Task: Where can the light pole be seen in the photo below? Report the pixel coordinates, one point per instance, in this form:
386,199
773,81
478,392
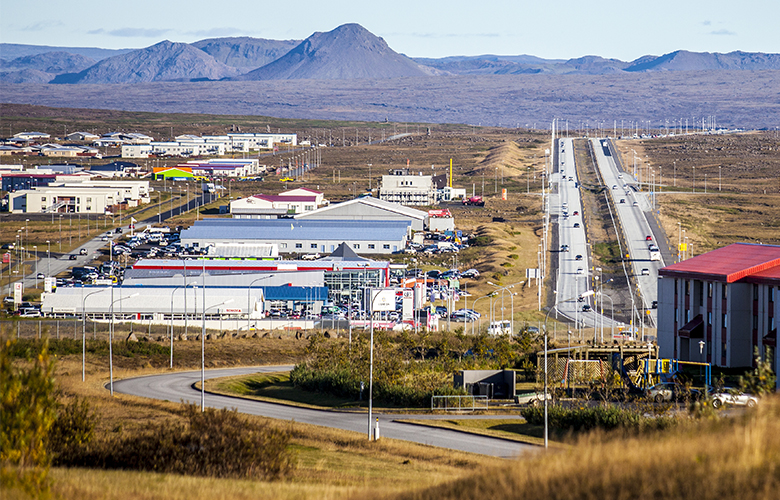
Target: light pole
587,293
248,293
203,349
185,311
84,333
111,337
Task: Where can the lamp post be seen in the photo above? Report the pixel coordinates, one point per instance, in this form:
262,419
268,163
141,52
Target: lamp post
587,293
111,337
84,332
203,349
185,312
248,293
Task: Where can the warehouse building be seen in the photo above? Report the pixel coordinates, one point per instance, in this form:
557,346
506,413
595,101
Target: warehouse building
720,306
301,236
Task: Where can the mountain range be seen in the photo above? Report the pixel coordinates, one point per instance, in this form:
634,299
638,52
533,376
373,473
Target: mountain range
347,52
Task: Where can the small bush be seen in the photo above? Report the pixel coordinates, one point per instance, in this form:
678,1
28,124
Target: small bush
605,417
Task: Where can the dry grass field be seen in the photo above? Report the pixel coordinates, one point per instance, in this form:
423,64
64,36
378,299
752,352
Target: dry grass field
740,201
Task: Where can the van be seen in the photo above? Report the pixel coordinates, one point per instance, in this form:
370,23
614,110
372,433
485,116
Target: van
500,328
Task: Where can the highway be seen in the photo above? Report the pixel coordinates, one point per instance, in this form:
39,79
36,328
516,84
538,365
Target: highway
180,387
574,266
632,208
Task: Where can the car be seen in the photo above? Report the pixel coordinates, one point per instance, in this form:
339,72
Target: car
730,396
671,391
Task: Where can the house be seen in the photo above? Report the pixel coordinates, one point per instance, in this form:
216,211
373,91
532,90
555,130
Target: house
82,136
249,207
367,208
300,236
720,306
402,187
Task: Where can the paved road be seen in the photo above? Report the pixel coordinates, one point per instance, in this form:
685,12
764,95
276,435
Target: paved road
632,207
574,267
179,387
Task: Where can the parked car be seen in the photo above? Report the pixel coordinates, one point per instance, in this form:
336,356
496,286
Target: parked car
730,396
670,391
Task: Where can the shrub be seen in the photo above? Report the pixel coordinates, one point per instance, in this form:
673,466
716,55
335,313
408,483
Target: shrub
605,417
27,412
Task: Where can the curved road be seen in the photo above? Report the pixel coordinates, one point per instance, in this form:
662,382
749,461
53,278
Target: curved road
179,387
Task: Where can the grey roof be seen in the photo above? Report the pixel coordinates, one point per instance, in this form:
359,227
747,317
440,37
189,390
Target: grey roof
287,229
343,253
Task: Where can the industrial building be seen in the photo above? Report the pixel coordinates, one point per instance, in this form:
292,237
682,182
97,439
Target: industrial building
720,306
301,236
369,209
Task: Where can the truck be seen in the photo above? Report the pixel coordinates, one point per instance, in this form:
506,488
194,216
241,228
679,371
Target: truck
475,201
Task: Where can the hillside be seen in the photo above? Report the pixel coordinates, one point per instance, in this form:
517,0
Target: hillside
165,61
348,52
245,52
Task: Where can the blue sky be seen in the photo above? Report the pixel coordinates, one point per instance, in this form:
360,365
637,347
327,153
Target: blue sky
558,30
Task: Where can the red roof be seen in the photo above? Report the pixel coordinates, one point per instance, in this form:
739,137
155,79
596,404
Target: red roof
729,264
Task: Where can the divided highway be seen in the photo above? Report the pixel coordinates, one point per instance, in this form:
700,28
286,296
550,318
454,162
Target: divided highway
180,387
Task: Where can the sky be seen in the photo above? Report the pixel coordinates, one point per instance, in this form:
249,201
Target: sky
562,29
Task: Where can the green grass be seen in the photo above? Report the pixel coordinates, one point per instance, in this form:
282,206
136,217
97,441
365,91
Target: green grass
277,386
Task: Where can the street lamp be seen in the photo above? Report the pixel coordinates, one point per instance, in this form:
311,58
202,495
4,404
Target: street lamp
248,293
203,350
193,283
84,331
111,337
587,293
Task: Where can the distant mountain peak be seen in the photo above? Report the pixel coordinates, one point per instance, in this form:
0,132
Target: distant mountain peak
347,52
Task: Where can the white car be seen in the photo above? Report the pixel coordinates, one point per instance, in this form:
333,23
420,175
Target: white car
729,396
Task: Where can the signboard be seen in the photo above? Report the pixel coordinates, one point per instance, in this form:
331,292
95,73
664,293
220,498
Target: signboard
18,291
382,299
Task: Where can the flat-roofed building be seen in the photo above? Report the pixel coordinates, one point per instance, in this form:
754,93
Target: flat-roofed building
301,236
720,306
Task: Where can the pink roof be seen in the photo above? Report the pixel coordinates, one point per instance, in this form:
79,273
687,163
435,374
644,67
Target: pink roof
729,264
280,198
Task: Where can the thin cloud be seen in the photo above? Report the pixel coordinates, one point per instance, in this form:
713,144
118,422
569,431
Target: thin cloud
216,32
131,32
723,32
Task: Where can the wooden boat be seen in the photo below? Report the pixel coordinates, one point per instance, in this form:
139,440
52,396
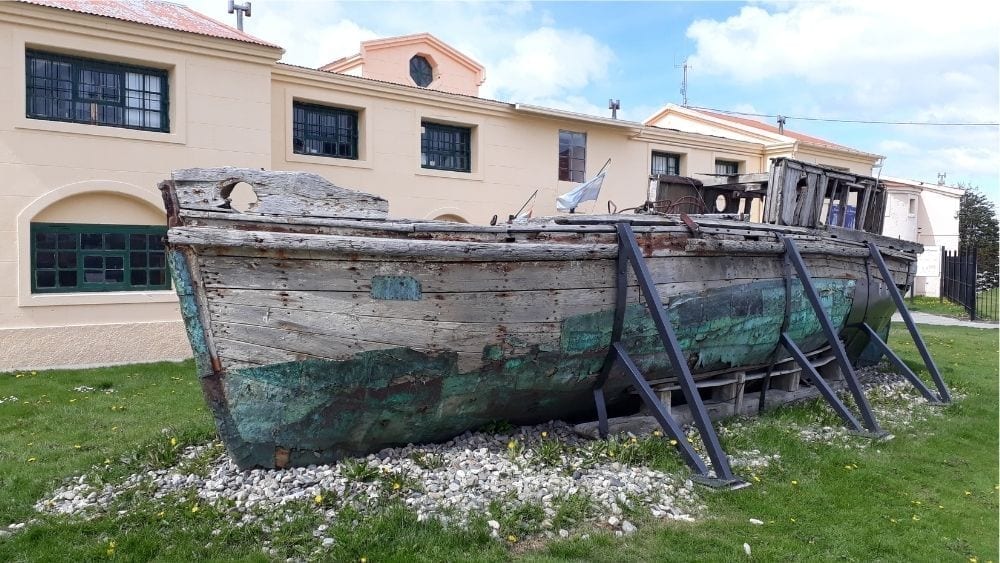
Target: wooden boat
321,328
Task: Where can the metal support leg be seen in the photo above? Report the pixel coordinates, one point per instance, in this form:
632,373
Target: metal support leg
660,413
945,397
628,246
629,255
824,388
602,412
898,362
832,337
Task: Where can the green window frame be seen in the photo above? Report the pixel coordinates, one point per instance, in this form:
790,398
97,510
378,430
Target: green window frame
78,90
445,147
572,156
324,131
71,257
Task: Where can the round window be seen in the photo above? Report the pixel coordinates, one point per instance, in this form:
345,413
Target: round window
421,71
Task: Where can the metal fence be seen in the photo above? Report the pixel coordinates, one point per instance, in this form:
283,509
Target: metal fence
963,284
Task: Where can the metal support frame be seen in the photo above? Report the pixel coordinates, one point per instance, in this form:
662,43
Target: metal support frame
792,253
898,362
629,255
897,298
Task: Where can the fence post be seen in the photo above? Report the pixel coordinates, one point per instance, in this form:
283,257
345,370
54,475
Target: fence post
944,274
975,283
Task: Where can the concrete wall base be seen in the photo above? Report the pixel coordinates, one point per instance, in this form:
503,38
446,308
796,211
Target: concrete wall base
92,345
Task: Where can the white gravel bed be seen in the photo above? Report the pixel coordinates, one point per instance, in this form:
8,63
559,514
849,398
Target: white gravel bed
476,475
449,481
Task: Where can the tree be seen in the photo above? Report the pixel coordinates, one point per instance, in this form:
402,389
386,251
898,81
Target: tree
978,228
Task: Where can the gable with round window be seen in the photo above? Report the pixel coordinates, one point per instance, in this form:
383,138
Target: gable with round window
421,71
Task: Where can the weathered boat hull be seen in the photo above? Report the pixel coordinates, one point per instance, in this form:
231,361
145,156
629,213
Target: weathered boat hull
315,343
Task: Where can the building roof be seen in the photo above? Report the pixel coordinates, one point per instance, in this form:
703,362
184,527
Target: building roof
751,127
772,129
417,38
157,13
953,191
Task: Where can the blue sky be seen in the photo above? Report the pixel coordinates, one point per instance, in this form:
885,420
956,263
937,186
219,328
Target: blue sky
873,61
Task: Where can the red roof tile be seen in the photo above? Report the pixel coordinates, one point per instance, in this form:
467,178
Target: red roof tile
155,13
772,129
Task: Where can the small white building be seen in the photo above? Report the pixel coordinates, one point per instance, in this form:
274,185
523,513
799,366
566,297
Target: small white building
926,213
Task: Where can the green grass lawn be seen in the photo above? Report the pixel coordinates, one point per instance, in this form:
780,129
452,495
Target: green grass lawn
936,306
929,494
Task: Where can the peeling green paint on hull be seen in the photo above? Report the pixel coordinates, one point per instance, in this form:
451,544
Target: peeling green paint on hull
322,410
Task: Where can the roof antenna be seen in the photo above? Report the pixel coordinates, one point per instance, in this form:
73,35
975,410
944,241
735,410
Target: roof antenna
239,9
685,66
614,106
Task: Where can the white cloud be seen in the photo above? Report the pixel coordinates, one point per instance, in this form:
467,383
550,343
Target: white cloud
879,61
550,63
830,41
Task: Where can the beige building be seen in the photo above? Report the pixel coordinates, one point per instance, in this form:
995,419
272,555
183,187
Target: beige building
926,213
103,99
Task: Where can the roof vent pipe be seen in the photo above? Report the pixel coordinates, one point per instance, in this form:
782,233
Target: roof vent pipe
239,9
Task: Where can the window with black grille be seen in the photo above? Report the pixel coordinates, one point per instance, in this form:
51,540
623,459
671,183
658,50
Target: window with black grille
728,167
68,257
62,88
421,71
665,163
572,156
445,147
324,131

☆ ☆ ☆ ☆ ☆ ☆ ☆

*AIM*: Print again the material above, limited to the lines from the one holding "Task: Where can the white cloud" through the last, inclusive.

*SOLUTION TO THIS PROBLEM*:
Task: Where can the white cloud be seen in the photo above? Report the pixel coordinates, one point per instance, in this form:
467,383
550,343
Target: white cloud
879,61
550,63
830,41
Task: Where can the beige building be seen in the photo above? Report the pixel coordinates, one point per instance, in this form:
995,419
272,555
183,187
Target: beige building
926,213
103,99
Task: Where can the roof vent pipe be seen in the photo above? Report the pixel coordinates, one point per instance, in this form:
782,233
Target: roof vent pipe
239,9
Task: Where can the window with black grille be seen in the photo above? Report the pixel coordinates, one point per instance, in this form:
51,540
623,459
671,183
658,50
Target: window with black grille
728,167
68,257
62,88
421,71
665,163
572,156
445,147
324,131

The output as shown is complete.